Tarea breve 1:
Reescribe todas las filas del listado de datos desde la primera hasta la que contiene "(0, 114), (730, 410)", ambas incluidas y sin omitir ninguna. Aumenta en 77 cada coordenada de las respuestas y deja todo lo demás igual.

Fragmento de lectura:
Son dichos “lazos de sangre” o su “gen egoísta” asociado, como diría Richard Dawkins, lo que explica el fuerte impulso de protección de padres a hijos, la férrea unidad de acción de los primeros grupos de cazadores recolectores, así como las iniciales dinastías rectoras de las ciudades Estado (y de las más recientes, como la de Corea del Norte), aunque también sus luchas internas, una vez que la cantidad ha modificado la calidad de esos lazos extendidos, no solo por la ampliación de nexos de los propios participes originales del grupo o clan hacia otros, sino la incontinencia sexual de sus líderes, algunos de los cuales llegaron a procrear no solo cientos, sino miles de herederos, como el caso del Gengis Khan, provocando cruentas luchas de poder entre sus múltiples “sucesores alfa”.

Roma, el imperio por antonomasia surgido a partir de la ciudad-estado, debió su estabilidad y posterior desarrollo y poder a la buena gestión conseguida por el consenso entre las diversas “gens” patricias que habitaban en las siete colinas, mientras que Grecia-Macedonia alcanzó estatus de imperio e instaló su lengua como primer idioma estándar, unificando relatos y leyes, gracias a solo tres generaciones concluidas con Alejandro Magno, tras lo cual sus generales se hicieron cargo de partes del enorme territorio conquistado, desmembrándolo.

Tarea breve 2:
Prolonga el fragmento sobre los lazos de sangre y los imperios antiguos a partir del punto en que se detiene.

Listado de datos:
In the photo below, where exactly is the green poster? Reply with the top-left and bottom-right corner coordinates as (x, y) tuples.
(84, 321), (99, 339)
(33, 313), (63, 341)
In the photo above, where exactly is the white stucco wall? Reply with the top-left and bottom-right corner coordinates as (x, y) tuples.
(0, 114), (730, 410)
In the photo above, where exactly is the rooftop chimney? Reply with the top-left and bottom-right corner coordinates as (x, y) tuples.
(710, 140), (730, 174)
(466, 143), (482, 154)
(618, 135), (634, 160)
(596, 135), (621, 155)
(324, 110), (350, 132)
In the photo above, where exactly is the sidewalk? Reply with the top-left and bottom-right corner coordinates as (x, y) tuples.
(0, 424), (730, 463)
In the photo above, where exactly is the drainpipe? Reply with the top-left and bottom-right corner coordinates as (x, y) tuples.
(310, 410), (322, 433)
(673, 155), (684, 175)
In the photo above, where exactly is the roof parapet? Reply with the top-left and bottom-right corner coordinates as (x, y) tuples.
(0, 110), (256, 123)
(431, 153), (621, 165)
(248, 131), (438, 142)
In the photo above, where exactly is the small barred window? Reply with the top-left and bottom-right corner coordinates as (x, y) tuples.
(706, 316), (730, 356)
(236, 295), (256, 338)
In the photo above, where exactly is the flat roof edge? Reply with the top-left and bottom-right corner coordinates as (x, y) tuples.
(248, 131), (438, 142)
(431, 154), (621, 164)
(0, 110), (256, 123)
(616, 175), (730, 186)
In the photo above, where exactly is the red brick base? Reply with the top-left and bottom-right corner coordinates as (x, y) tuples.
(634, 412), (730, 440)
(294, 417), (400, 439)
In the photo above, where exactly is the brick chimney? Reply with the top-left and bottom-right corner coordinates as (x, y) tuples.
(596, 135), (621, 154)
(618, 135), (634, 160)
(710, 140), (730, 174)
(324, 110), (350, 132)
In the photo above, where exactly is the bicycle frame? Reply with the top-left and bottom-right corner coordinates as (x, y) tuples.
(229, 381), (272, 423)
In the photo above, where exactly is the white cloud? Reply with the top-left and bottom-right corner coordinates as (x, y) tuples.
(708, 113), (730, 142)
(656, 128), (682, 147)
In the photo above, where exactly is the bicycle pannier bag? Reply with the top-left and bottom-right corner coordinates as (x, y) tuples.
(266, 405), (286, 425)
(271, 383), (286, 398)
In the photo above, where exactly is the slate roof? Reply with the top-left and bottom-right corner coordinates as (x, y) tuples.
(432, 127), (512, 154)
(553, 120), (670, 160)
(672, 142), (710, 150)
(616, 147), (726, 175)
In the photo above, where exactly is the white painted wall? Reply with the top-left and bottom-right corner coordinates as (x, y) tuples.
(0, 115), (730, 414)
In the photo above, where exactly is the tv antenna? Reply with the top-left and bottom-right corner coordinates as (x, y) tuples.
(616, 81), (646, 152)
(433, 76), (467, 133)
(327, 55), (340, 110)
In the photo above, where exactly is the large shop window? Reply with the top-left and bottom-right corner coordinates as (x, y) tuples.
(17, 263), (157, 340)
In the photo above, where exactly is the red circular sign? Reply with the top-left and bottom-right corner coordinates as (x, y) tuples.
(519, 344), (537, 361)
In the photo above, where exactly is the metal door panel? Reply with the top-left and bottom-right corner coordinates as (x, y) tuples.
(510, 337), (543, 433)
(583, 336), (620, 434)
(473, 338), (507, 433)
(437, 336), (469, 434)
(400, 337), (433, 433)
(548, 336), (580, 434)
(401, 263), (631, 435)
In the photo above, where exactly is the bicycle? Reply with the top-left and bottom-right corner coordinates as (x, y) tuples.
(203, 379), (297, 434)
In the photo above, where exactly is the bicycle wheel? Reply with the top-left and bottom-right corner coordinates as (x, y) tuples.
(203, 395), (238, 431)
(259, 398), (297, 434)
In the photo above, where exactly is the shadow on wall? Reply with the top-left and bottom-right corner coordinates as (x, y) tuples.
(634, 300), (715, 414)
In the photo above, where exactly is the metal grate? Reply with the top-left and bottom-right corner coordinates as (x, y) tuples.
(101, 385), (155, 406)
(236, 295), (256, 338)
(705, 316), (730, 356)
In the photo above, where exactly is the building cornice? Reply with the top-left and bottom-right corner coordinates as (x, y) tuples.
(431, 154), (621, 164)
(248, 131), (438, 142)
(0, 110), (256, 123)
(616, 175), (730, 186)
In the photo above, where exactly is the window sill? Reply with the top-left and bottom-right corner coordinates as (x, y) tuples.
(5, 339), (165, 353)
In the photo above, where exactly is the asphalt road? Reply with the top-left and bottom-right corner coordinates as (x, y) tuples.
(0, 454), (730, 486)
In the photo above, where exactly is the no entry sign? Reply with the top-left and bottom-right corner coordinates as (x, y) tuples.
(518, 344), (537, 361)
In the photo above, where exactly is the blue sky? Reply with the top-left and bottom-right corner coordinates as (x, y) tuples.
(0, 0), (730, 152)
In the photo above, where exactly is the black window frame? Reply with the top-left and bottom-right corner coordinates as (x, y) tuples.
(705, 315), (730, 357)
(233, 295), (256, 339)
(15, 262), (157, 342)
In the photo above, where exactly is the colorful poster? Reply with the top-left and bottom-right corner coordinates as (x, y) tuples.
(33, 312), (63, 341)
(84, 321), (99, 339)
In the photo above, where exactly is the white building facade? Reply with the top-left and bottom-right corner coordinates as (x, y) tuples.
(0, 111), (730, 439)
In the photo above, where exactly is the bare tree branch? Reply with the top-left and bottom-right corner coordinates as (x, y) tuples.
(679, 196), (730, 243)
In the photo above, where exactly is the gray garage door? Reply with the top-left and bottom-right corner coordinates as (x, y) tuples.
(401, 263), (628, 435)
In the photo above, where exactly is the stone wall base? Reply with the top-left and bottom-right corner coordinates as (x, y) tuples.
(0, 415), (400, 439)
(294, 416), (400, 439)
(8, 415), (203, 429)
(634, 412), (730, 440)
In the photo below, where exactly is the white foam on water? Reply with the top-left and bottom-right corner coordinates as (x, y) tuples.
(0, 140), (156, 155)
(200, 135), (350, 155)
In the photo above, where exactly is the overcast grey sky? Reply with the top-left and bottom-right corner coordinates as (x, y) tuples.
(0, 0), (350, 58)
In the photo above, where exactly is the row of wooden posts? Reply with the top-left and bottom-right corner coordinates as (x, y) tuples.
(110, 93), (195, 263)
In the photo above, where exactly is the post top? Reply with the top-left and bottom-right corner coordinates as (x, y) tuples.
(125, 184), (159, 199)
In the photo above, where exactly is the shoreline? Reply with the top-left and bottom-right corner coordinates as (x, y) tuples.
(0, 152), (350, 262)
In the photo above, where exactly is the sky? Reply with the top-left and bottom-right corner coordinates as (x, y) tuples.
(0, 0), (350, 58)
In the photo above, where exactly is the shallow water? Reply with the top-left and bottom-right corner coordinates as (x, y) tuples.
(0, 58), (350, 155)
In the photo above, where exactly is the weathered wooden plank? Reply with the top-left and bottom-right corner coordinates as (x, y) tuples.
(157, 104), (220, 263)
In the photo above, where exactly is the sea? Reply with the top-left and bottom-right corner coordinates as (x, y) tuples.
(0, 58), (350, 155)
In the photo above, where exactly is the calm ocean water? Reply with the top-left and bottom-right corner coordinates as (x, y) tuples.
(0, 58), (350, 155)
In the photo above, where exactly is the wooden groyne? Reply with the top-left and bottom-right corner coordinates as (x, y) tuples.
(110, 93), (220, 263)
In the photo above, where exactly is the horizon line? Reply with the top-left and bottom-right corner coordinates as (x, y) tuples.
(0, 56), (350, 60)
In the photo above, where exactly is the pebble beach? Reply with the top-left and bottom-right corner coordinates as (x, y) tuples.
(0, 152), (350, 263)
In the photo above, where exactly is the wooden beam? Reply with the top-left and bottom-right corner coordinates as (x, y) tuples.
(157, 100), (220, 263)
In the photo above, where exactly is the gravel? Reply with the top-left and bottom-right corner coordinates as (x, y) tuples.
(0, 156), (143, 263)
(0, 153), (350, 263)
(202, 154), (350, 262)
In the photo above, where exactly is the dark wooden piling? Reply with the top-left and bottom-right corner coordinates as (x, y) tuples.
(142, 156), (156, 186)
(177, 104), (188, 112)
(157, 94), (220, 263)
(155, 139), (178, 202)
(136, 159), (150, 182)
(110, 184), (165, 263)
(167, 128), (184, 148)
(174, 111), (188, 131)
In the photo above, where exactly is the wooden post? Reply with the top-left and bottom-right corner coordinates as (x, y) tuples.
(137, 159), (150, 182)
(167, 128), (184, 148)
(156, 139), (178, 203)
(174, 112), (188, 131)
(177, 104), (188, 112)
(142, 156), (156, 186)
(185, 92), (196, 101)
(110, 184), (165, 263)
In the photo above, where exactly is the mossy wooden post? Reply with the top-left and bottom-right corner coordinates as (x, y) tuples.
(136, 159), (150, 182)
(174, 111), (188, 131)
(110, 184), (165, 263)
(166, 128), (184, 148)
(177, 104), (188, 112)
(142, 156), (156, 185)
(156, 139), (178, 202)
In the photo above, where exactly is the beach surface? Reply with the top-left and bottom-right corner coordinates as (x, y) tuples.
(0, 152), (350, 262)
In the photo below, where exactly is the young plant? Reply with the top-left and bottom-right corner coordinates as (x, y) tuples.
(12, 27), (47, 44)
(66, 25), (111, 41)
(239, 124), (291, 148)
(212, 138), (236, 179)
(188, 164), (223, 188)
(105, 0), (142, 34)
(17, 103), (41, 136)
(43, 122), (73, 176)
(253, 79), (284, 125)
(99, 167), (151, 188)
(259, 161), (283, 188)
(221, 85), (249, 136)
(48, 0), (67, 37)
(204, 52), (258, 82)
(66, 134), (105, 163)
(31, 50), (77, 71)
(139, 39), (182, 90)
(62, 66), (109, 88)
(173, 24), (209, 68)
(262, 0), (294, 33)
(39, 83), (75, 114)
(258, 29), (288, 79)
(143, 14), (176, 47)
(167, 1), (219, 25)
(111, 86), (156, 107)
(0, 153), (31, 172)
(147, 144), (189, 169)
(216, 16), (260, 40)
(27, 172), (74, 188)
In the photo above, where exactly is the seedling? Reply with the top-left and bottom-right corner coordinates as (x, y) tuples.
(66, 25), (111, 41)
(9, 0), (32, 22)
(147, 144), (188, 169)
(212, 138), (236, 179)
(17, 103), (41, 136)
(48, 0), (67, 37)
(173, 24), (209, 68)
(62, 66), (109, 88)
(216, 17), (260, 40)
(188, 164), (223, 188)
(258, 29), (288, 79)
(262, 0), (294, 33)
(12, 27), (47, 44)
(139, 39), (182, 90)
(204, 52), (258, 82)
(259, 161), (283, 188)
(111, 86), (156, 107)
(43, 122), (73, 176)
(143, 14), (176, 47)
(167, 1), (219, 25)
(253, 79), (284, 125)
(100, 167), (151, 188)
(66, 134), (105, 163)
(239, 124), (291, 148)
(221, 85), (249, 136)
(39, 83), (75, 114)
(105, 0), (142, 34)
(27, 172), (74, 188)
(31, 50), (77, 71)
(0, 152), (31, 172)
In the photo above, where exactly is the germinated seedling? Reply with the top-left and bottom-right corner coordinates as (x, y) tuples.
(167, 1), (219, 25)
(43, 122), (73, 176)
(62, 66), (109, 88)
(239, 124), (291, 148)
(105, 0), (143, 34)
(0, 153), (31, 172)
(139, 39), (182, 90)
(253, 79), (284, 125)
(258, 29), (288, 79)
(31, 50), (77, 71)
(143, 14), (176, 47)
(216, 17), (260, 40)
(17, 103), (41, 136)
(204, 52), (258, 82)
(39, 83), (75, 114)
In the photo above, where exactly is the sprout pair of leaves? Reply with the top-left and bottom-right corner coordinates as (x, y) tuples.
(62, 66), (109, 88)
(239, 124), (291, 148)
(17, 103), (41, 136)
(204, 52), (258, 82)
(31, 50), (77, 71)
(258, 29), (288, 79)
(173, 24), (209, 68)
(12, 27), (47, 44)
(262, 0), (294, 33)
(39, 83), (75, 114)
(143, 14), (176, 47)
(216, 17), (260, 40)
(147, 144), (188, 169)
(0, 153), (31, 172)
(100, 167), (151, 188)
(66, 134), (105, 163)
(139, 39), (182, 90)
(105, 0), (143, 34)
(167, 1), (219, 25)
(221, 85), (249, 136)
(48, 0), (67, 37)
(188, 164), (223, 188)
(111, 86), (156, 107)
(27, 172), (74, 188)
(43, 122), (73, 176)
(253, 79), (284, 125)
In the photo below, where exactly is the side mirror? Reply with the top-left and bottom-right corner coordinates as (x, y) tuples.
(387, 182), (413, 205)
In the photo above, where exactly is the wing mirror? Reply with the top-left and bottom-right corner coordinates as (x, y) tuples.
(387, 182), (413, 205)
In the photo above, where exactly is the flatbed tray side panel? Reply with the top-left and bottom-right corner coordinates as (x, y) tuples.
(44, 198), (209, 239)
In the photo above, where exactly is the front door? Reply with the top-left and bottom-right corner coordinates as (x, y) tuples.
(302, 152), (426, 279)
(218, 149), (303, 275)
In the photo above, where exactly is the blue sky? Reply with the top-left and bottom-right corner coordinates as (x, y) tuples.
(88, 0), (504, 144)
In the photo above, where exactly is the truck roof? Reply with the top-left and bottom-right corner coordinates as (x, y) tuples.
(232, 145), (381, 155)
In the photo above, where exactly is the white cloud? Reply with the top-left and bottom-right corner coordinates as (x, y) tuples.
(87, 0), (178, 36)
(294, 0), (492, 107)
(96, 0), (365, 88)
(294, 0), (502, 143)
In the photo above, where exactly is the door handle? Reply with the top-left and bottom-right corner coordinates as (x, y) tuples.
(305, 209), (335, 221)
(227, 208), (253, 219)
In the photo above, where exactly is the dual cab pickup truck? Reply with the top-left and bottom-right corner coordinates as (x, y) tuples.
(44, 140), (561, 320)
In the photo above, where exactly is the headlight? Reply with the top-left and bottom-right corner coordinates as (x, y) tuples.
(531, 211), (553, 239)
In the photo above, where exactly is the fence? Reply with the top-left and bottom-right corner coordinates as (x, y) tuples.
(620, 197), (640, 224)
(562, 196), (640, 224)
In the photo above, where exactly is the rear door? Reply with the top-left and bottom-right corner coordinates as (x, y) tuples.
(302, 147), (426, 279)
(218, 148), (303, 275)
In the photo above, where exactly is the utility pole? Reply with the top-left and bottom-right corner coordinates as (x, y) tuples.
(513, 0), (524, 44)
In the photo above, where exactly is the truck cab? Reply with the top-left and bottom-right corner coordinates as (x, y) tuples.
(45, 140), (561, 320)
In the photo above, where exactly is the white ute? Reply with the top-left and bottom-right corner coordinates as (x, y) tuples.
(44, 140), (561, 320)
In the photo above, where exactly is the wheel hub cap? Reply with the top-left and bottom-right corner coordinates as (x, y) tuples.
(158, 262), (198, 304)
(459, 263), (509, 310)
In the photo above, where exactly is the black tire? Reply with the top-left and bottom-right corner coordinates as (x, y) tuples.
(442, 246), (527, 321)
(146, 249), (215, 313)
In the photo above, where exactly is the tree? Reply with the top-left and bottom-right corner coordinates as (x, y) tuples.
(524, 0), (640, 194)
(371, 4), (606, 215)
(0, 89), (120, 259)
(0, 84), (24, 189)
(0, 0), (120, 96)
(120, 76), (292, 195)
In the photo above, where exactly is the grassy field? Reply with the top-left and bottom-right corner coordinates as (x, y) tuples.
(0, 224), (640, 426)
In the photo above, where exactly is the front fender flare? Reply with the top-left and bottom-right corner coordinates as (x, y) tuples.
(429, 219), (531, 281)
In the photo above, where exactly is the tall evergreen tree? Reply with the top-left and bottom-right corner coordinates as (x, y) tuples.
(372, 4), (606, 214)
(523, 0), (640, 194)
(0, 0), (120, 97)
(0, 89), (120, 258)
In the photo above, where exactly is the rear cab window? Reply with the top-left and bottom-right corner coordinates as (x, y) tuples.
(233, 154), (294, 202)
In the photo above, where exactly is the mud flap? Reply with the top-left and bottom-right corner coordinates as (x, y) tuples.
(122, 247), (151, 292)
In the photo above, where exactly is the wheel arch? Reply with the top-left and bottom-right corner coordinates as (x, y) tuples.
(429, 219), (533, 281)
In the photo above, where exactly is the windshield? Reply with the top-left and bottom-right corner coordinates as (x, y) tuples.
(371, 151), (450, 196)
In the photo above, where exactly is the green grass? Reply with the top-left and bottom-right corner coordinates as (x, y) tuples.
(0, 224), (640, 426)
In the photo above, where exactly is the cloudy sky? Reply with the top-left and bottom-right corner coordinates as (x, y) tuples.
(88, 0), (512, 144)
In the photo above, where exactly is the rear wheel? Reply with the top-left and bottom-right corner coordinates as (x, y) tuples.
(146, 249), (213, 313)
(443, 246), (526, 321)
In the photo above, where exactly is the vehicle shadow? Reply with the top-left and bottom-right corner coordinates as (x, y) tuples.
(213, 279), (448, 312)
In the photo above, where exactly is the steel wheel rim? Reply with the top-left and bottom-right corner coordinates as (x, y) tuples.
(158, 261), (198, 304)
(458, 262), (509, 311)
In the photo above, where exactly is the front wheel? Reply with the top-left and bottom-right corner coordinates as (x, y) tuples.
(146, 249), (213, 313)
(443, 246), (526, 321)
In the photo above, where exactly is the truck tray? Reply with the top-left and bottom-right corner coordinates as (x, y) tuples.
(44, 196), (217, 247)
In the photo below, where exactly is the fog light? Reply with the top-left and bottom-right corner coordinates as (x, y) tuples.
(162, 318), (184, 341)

Respuesta 1:
In the photo below, where exactly is the green poster? Reply with the top-left and bottom-right corner coordinates as (x, y) tuples.
(161, 398), (176, 416)
(110, 390), (140, 418)
In the photo above, where exactly is the white stucco wall? Reply with the top-left and bottom-right corner coordinates as (x, y) tuples.
(77, 191), (807, 487)

Respuesta 2:
Chile y los diversos países de América latina tienen historias similares en la formación de sus distintas naciones en la medida que sus independencias fueron impulsadas y consolidadas por la coordinación de una cantidad reducida de familias líderes que, logrados los respectivos acuerdos -no sin antes tentar fuerzas en sendos enfrentamientos internos- consiguieron estabilizar un cierto modo de conducción de la gestión gubernativa, aplastando a unos y abriendo espacios a que las otras corrientes de convivencia local asociadas pudieran materializar sus propios objetivos. Cada vez que dicho convenio fue rebasado por los sectores que ocupaban el poder del Estado-nación en desarrollo, se desataron luctuosos choques internos, lo que ocurrió en casi todas las ex colonias de la región, una vez perdida la unidad forzada que otorgaba la monarquía española.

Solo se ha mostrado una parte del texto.